It is understood that Labor is considering whether they advocate
for an inheritance tax or not, and they're reportedly taking
inspiration from Ireland's version. Now, what happens in Ireland is
they don't pay any tax on anything that they get
inheritance wise of up to five hundred and fifty eight
thousand New Zealand dollars. But then if it clicks over that,

(00:20):
it's thirty three percent tax on everything else. Jeff Nightingale
is an independent tax advisor who joins me.

Speaker 2 (00:25):
Now, hey, Jeff, good afternoon, Heather.

Speaker 1 (00:27):
You like the Irish version of it?

Speaker 2 (00:30):
Well, I'm not sure I like any versions of inheritance tax,
but they're pretty common amongst the OECD, and most of them,
like the Irish version, do have an exemption both for
a financial level, but also usually exempting your personal house.

Speaker 1 (00:45):
Oh so your personal house you can inherit from your
parents and then also another five hundred and fifty eight
thousand New Zealand dollars.

Speaker 2 (00:52):
Yeah, different jurisdictions have different rules, but in principle most
of them have that.

Speaker 1 (00:57):
Yet, why don't you like an inheritance tax.

Speaker 2 (01:00):
Well, I think there are some really good arguments for
it from a wealth redistribution in an equity sense. It
sort of provides a catch all at the end of
life to pick up untaxed capital gains and things, and
it's a decent source of revenue for the government. There
are a number of reasons why you might not like it.
It can get very complex to administer because it's based

(01:22):
on valuations. It can drive some really unwelcome economic behaviors
because you've got to find cash to pay it, and
therefore you might realize you might sell a family business,
or you might realize some assets that are not yet
you know, that's not the right time to do that.
And then the final thing is people tend to hate it.
Voters don't like it.

Speaker 1 (01:43):
No, I would have thought so. I mean, yeah, it
seems like it's death to the party who comes out
with the death tax. Right. Is there an argument for
us doing it because we are outliers.

Speaker 2 (01:53):
Yeah, I mean, there are some reasonable arguments for doing it.
The OECD often recommends that we consider it where outlies
in a couple of centses one, as we don't have
a capital a broad based capital gains tax, and therefore
an inheritance tax would act as a sort of a sweeper,
a cover end of life to pick up some of that.

**AIM A**
Based on the inheritance tax transcript, answer yes or no to each statement below, and quote the exact words from the transcript that decide each answer. (i) In Ireland, no tax is paid on inheritances of up to five hundred and fifty-eight thousand New Zealand dollars. (ii) Jeff Nightingale says inheritance taxes are rare among OECD countries. (iii) Jeff Nightingale says voters dislike inheritance taxes.
**AIM B**
Transcribe the inheritance tax transcript word for word, starting at "It can get very" and ending at "don't like it.".
**AIM C**
In the inheritance tax transcript, condense the paragraph that begins "Well, I'm not sure I like any versions" into a short list that keeps its main facts.

**DATASET EXTRACT**
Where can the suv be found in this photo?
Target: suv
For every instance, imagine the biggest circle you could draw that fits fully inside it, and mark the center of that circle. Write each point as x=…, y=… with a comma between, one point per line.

**EXERCISE OUTPUT A**
(i) Yes: "they don't pay any tax on anything that they get inheritance wise of up to five hundred and fifty eight thousand New Zealand dollars."
(ii) No: "they're pretty common amongst the OECD"
(iii) Yes: "Voters don't like it."

**EXERCISE OUTPUT B**
It can get very complex to administer because it's based

(01:22):
on valuations. It can drive some really unwelcome economic behaviors
because you've got to find cash to pay it, and
therefore you might realize you might sell a family business,
or you might realize some assets that are not yet
you know, that's not the right time to do that.
And then the final thing is people tend to hate it.
Voters don't like it.

**EXERCISE OUTPUT C**
- Jeff Nightingale is not sure he likes any version of inheritance tax.
- Inheritance taxes are fairly common among OECD countries.
- Most of them, like Ireland's, have an exemption up to a financial level.
- They usually also exempt the personal house.